╭─ 抜粋文

ある時は豪華絢爛な文化の中心、ある時は思想の転換期となる
革命の舞台となり、今もなお人々の憧れを集める華の街として
ヨーロッパを代表する都市。
巨大な門へと通じる大きな道路、高く聳える鉄の尖塔、
街のシンボルとして広く知れ渡ったそれらの姿は、
しかし華やかな街の顔の裏に秘められた様々な思いを
凝縮して、灰色の空へ映り込む影に映し出していた。
バルセロナを夕刻に出発したEurolinesのバスが次の目的地へ着いたのは、
翌日の昼前だった。かなり長い時間バスに乗っていたことになるが、
俺はのんびりと外の街の様子や延々と広がる小麦畑を眺めていた。
マドレーヌ食べながら。
何しろバルセロナを出る前に"Ultra Market"で買い込んでおいたからな!
Superなんて目じゃねえという店の心意気がひしひしと伝わって来る素敵な
値段設定。バルセロナ中央駅の目の前にあるというこの立地の良さの割に
全国の主婦(主夫)大歓喜な品揃えと安さを誇る(であろう)この店で俺は少々の
物資調達を行う。やはりバックパッカーに必要なものは鉄道パスではなく
スーパーマーケット地図ではないだろうかと思う。
バルセロナからの長時間のバス旅行を終えた俺は、バスターミナルから
外へ出た。目的の街から少し離れた都市外縁の住宅街、その中を歩く。
かなり複雑な道路構成になっていたので、頭を捻りながら地図を眺め、
親切にも声をかけてくれた人々に道を訊ねてやっとのことで地下鉄の駅へ。
外縁から中心へと向かう地下鉄に乗り、宿の最寄りの駅で降りた。
行き交う人々、通りを走る車は案の定PEUGEOTやRENAULTが多い。
今までに訪れたどの街とも違う、美しいけれどスタイリッシュとは違う、
どちらかというと装飾華美なイメージの強い街。
フランス、パリはそんな街。
*
ここからは少し裏話的なストーリーになる。

╰─
╭─ 提示データ

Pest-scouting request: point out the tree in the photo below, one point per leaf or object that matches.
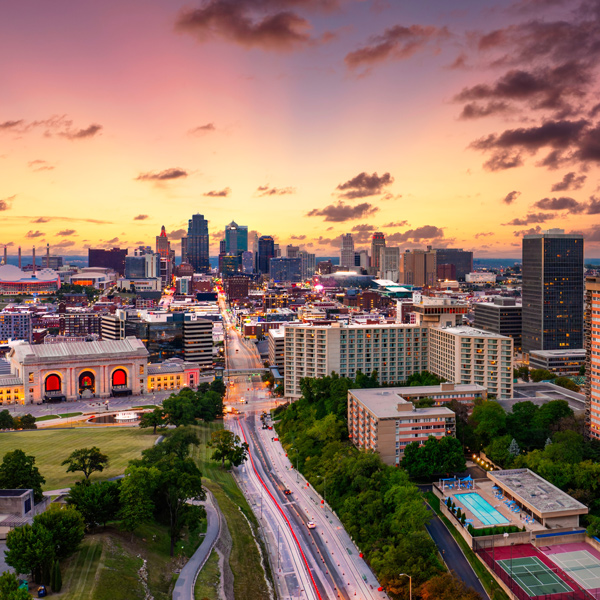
(86, 460)
(489, 419)
(9, 588)
(228, 446)
(6, 420)
(18, 472)
(66, 527)
(97, 502)
(154, 419)
(137, 490)
(30, 550)
(447, 587)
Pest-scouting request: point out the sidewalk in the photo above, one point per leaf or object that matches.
(184, 587)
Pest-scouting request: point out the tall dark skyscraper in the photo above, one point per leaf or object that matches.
(266, 251)
(552, 291)
(196, 244)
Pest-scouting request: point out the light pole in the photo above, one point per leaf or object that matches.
(409, 584)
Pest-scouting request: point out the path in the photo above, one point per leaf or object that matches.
(453, 555)
(184, 587)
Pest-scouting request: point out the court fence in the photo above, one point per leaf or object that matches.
(485, 550)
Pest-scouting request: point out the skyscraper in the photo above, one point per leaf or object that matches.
(377, 243)
(266, 251)
(552, 291)
(347, 251)
(196, 244)
(236, 238)
(592, 364)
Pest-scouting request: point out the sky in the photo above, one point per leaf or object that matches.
(454, 124)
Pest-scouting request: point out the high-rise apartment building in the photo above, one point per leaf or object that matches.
(419, 268)
(377, 242)
(266, 251)
(197, 244)
(347, 251)
(108, 259)
(552, 291)
(461, 259)
(592, 350)
(395, 350)
(465, 355)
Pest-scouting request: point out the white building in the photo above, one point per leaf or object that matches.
(465, 355)
(481, 277)
(395, 350)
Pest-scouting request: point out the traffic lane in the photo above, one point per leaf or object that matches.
(367, 587)
(452, 554)
(314, 573)
(311, 536)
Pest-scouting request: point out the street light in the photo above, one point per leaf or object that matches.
(409, 584)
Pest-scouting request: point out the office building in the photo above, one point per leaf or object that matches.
(461, 259)
(113, 259)
(14, 281)
(286, 269)
(347, 251)
(276, 338)
(592, 364)
(503, 316)
(266, 251)
(389, 260)
(79, 324)
(382, 420)
(377, 242)
(418, 268)
(196, 244)
(564, 363)
(395, 350)
(552, 291)
(465, 355)
(15, 326)
(236, 238)
(236, 287)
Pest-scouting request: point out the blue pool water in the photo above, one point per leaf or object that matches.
(481, 508)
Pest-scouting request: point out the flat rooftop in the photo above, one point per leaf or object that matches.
(574, 353)
(535, 491)
(466, 331)
(383, 404)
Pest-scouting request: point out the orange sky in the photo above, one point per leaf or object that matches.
(111, 112)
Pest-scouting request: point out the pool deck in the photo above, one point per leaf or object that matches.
(484, 487)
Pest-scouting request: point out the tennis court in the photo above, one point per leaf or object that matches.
(582, 566)
(533, 576)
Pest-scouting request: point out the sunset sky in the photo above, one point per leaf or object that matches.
(464, 123)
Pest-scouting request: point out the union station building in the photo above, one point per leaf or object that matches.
(74, 370)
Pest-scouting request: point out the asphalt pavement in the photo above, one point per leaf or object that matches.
(184, 586)
(453, 556)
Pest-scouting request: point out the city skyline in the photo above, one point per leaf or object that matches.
(304, 120)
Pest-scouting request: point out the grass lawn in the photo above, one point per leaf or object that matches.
(50, 447)
(107, 565)
(489, 583)
(249, 576)
(207, 584)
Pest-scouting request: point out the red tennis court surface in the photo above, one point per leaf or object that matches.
(491, 556)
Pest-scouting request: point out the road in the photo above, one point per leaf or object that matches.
(308, 563)
(452, 554)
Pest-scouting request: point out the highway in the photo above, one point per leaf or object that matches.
(319, 563)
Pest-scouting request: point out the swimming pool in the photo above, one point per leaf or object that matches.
(481, 508)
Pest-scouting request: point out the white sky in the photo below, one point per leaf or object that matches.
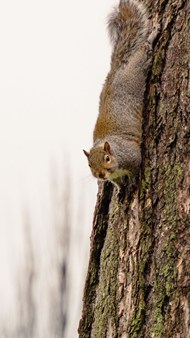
(53, 61)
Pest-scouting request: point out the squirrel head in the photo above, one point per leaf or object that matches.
(101, 161)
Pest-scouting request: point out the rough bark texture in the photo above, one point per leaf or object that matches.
(138, 280)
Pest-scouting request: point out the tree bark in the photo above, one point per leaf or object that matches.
(138, 279)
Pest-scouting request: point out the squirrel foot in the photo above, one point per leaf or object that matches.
(154, 33)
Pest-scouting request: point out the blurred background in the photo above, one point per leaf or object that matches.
(54, 58)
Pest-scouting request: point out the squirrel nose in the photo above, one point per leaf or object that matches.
(101, 174)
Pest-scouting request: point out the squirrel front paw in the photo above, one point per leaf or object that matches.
(156, 28)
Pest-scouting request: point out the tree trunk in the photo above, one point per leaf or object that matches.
(138, 280)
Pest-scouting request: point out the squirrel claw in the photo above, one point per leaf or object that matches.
(155, 31)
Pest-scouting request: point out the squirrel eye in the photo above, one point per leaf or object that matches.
(107, 158)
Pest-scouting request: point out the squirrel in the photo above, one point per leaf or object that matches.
(116, 151)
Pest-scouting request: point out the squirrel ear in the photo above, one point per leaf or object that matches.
(107, 147)
(86, 153)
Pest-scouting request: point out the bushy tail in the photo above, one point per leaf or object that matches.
(128, 27)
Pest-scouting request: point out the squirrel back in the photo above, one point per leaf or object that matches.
(117, 134)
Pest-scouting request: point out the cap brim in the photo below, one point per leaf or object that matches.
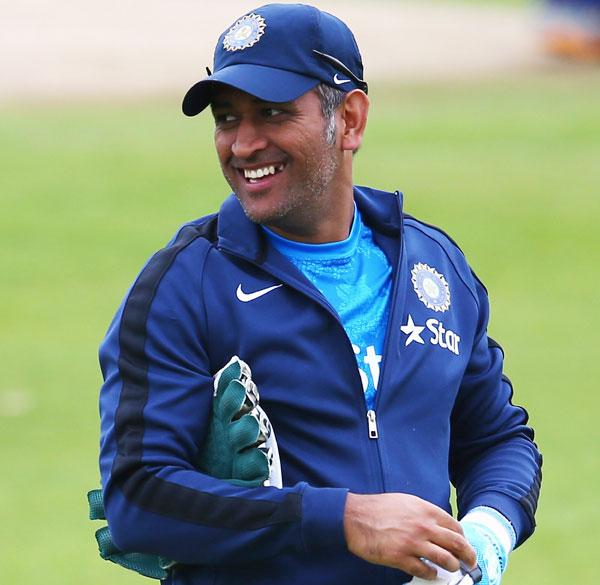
(265, 83)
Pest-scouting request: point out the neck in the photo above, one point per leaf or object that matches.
(333, 225)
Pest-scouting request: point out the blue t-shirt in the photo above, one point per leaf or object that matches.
(355, 276)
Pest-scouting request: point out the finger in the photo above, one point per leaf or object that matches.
(231, 371)
(228, 403)
(455, 544)
(418, 568)
(245, 433)
(442, 558)
(251, 465)
(447, 521)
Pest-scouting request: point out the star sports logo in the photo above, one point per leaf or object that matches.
(440, 336)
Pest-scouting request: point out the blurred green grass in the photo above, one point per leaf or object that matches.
(508, 167)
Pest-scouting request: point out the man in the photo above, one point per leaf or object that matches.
(305, 277)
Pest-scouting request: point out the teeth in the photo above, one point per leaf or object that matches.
(259, 173)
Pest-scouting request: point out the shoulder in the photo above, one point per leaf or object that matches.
(428, 243)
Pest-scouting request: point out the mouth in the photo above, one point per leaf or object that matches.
(261, 174)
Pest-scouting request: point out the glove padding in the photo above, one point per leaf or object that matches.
(492, 537)
(461, 577)
(240, 447)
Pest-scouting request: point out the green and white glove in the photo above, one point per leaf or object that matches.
(240, 447)
(493, 538)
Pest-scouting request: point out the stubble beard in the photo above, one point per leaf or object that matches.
(305, 202)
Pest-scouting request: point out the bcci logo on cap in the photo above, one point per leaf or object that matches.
(245, 33)
(431, 287)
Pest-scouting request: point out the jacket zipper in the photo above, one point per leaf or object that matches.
(372, 422)
(373, 431)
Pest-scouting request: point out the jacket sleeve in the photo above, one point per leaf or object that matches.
(493, 459)
(154, 405)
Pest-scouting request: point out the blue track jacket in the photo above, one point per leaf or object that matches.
(443, 407)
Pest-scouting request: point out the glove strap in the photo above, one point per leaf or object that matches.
(495, 523)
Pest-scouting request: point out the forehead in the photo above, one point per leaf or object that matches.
(227, 96)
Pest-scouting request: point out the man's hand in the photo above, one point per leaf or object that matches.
(399, 530)
(492, 537)
(240, 445)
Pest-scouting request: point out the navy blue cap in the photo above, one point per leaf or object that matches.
(278, 52)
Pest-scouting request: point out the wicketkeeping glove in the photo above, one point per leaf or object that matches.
(240, 447)
(493, 538)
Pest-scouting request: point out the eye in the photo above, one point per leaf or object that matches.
(273, 112)
(224, 118)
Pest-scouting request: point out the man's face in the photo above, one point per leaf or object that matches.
(276, 159)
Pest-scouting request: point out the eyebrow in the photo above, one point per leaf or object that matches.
(218, 103)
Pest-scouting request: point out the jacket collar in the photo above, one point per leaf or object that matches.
(381, 211)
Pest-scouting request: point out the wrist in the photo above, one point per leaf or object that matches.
(495, 524)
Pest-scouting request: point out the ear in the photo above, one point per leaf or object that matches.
(354, 112)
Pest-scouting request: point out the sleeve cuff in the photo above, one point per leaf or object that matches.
(510, 509)
(323, 518)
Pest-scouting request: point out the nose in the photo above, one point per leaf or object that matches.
(248, 139)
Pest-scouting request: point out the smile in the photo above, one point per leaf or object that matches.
(254, 175)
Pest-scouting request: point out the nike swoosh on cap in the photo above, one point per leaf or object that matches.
(247, 297)
(339, 81)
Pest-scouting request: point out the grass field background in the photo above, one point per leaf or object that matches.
(510, 168)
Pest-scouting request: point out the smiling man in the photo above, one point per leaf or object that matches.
(364, 330)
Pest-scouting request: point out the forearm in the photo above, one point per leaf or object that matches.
(194, 519)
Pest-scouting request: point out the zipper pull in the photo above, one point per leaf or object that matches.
(372, 420)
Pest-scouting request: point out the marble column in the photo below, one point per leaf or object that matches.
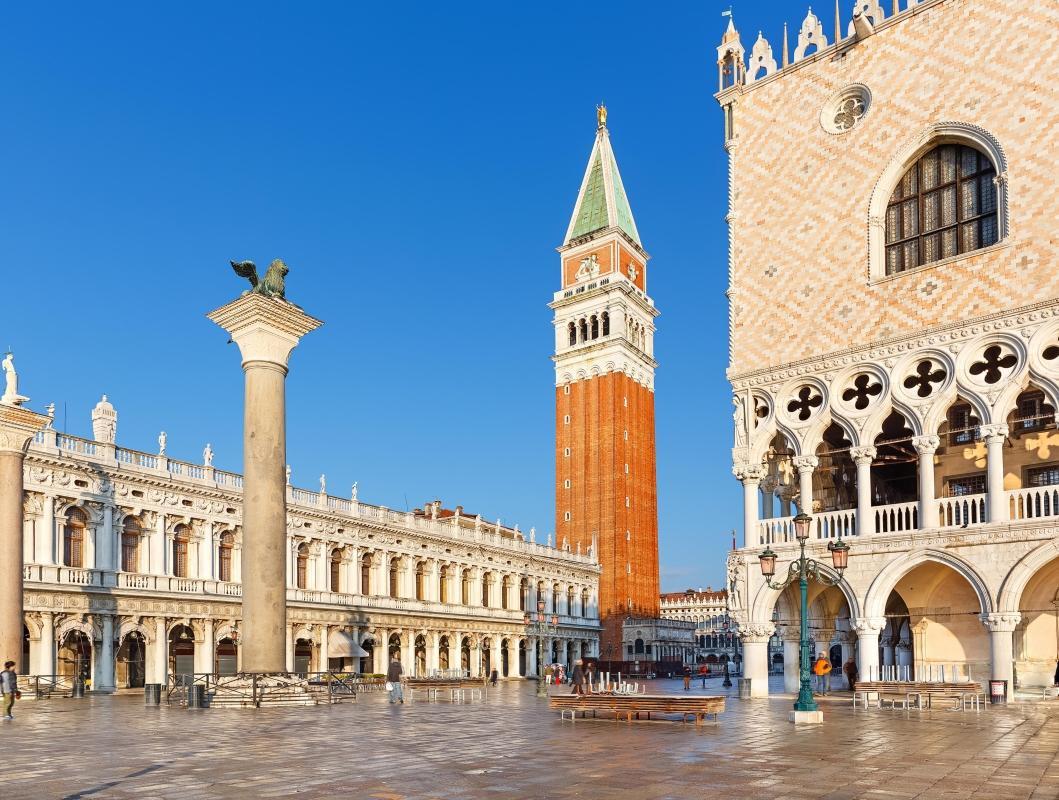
(755, 656)
(161, 653)
(46, 660)
(17, 427)
(380, 654)
(205, 653)
(1002, 645)
(865, 514)
(266, 331)
(750, 476)
(927, 446)
(792, 678)
(867, 630)
(995, 498)
(103, 664)
(805, 465)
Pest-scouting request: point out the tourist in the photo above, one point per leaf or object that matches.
(9, 686)
(578, 678)
(393, 681)
(823, 671)
(849, 668)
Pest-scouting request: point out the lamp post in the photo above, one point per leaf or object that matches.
(538, 627)
(803, 570)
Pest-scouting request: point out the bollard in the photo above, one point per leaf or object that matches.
(196, 695)
(743, 689)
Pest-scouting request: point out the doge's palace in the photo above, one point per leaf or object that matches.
(894, 334)
(132, 567)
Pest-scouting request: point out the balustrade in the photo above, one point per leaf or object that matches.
(962, 511)
(1034, 502)
(896, 517)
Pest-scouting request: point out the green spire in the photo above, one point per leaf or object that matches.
(602, 202)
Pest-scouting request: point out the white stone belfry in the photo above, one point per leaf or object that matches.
(266, 332)
(104, 422)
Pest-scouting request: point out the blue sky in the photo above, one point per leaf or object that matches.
(415, 164)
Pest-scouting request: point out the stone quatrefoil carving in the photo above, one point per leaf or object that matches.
(806, 402)
(925, 378)
(862, 391)
(992, 365)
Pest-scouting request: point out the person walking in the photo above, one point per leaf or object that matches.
(822, 669)
(9, 687)
(577, 678)
(849, 668)
(393, 678)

╰─

実施する課題:
a - パリ到着の文章のうち、「バルセロナからの長時間のバス旅行を終えた俺は、バスターミナルから」から下って「ここからは少し裏話的なストーリーになる。」までの全文を、一字も変えずに書き出すこと。
b - パリ到着の文章を三文で要約すること。

解答一覧:
a -
バルセロナからの長時間のバス旅行を終えた俺は、バスターミナルから
外へ出た。目的の街から少し離れた都市外縁の住宅街、その中を歩く。
かなり複雑な道路構成になっていたので、頭を捻りながら地図を眺め、
親切にも声をかけてくれた人々に道を訊ねてやっとのことで地下鉄の駅へ。
外縁から中心へと向かう地下鉄に乗り、宿の最寄りの駅で降りた。
行き交う人々、通りを走る車は案の定PEUGEOTやRENAULTが多い。
今までに訪れたどの街とも違う、美しいけれどスタイリッシュとは違う、
どちらかというと装飾華美なイメージの強い街。
フランス、パリはそんな街。
*
ここからは少し裏話的なストーリーになる。

b - バルセロナを夕刻に出たEurolinesのバスは翌日の昼前に次の目的地へ着き、その間、出発前に"Ultra Market"で買い込んだマドレーヌを食べながら外の街や小麦畑を眺めていた。バスターミナルを出た後は複雑な道路に頭を捻り、声をかけてくれた人々に道を訊ねてやっと地下鉄の駅に着き、宿の最寄りの駅で降りた。そこは装飾華美なイメージの強い街、フランスのパリである。